_Source:_
Skip to content

Architecture

This page provides a technical explanation of Pseudata’s architecture, core components, and design decisions. For a high-level overview, see the Concept page. For implementation details, see the Contributing guides.

Pseudata operates across three distinct phases:

TypeSpec definitions serve as the single source of truth, feeding multiple code generation pipelines:

Code Generation Flow

  1. TypeSpec Definitions (*.tsp files) define models, primitives, and arrays
  2. JSON Schema Emitter generates schemas for model generation
  3. Custom Emitters generate language-specific code:
    • interface-emitter.js → Primitives interface
    • array-emitter.js → Array classes
    • resource-emitter.js → Embedded locale data
  4. Quicktype transforms JSON Schema into language-specific model classes

At runtime, components work together to generate deterministic data:

Runtime Flow

The flow shows:

  1. UserArray (or AddressArray, etc.) extends PseudoArray base class
  2. PseudoArray.at(index) creates Generator with (worldSeed, typeSeq)
  3. PseudoArray.at(index) instantiates Primitives with (Generator, index)

_Set of tasks:_
(a) Could you repeat the Pseudata architecture page word for word from "This page provides" to "the Contributing guides."?
(b) Can you condense the paragraph of the Pseudata architecture page that begins "This page provides a technical explanation" into a short list that keeps its main facts?
(c) Could you extend the Pseudata architecture page past its final step, the one where PseudoArray.at(index) instantiates Primitives with (Generator, index)?

Location identification entries:
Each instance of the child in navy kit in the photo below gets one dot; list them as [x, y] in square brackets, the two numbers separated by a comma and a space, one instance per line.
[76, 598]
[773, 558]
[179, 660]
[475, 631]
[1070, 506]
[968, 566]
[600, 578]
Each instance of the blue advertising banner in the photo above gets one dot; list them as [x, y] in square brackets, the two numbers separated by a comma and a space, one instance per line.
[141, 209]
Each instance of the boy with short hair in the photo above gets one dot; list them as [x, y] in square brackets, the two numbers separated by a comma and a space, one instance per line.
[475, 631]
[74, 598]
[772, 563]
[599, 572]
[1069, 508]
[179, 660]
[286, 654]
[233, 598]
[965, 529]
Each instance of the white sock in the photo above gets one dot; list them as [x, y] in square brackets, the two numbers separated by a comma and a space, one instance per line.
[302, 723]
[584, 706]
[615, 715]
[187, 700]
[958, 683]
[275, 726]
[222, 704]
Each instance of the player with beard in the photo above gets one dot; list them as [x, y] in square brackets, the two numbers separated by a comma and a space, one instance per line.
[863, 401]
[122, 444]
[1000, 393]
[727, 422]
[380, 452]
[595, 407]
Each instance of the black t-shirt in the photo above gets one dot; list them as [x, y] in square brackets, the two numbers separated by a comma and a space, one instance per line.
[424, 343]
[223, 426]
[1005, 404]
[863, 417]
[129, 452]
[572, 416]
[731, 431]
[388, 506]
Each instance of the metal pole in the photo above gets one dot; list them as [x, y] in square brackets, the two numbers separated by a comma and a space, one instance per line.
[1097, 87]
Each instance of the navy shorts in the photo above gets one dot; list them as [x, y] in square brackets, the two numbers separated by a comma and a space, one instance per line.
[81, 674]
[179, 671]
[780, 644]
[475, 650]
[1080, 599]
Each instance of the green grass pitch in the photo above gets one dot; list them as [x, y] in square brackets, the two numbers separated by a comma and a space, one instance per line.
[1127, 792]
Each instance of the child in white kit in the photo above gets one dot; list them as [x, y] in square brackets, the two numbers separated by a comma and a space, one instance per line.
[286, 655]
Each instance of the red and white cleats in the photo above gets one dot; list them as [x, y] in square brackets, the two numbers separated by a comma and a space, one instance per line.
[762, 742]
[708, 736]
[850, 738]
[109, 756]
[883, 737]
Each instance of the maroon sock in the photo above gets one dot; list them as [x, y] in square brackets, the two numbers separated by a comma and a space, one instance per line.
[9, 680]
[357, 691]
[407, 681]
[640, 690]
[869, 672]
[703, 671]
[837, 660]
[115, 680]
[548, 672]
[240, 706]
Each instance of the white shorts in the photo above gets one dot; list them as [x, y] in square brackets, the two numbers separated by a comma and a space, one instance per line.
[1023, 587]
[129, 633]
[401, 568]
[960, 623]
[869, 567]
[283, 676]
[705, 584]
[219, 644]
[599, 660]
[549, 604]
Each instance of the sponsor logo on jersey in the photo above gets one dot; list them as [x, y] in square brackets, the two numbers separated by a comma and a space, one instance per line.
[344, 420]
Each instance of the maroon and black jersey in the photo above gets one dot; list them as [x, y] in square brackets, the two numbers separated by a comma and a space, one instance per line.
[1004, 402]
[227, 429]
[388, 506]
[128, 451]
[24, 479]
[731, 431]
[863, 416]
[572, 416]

_The answers:_
(a)
This page provides a technical explanation of Pseudata’s architecture, core components, and design decisions. For a high-level overview, see the Concept page. For implementation details, see the Contributing guides.

(b)
- Gives a technical explanation of Pseudata's architecture, core components, and design decisions
- High-level overview: the Concept page
- Implementation details: the Contributing guides

(c)
  4. Primitives uses Generator and accesses Resources to generate field values
  5. Model (User, Address, etc.) is composed from primitive values and returned

Fixture-based tests ensure cross-language consistency:

  1. Generate fixtures from Go (golden reference)
  2. Verify all other languages match exactly
  3. Detect subtle bugs that unit tests miss

Purpose: Deterministic pseudo-random number generation.

Algorithm: PCG32 (Permuted Congruential Generator) with 64-bit state.

Why PCG32?

  • Portable: Simple to implement consistently across languages
  • Fast: Linear congruential base with efficient permutation
  • High-quality: Passes statistical randomness tests
  • Deterministic: Same seed always produces identical sequence
  • Small state: 64 bits vs. Mersenne Twister’s 2.5KB

Key Operations:

// Initialize with seed
state := seed
// Generate next uint32
state = state * 6364136223846793005 + 1442695040888963407
xorshifted := uint32(((state >> 18) ^ state) >> 27)
rot := uint32(state >> 59)
return (xorshifted >> rot) | (xorshifted << ((-rot) & 31))

The state advances identically in Go, Java, Python, TypeScript (using BigInt), ensuring perfect cross-language reproducibility.

Purpose: Convert human-readable strings to uint64 seeds.

Algorithm: FNV-1a hash with Murmur3 Avalanche finalization.

Why this combination?

  • FNV-1a: Fast initial hash, simple to implement
  • Murmur3 Avalanche: Improves bit distribution, reduces collision clusters
  • Portable: Consistent across all languages
  • No dependencies: Pure algorithm, no external libraries

Implementation:

func SeedFrom(s string) uint64 {
// FNV-1a hash
hash := uint64(14695981039346656037) // FNV offset basis
for _, b := range []byte(s) {
hash ^= uint64(b)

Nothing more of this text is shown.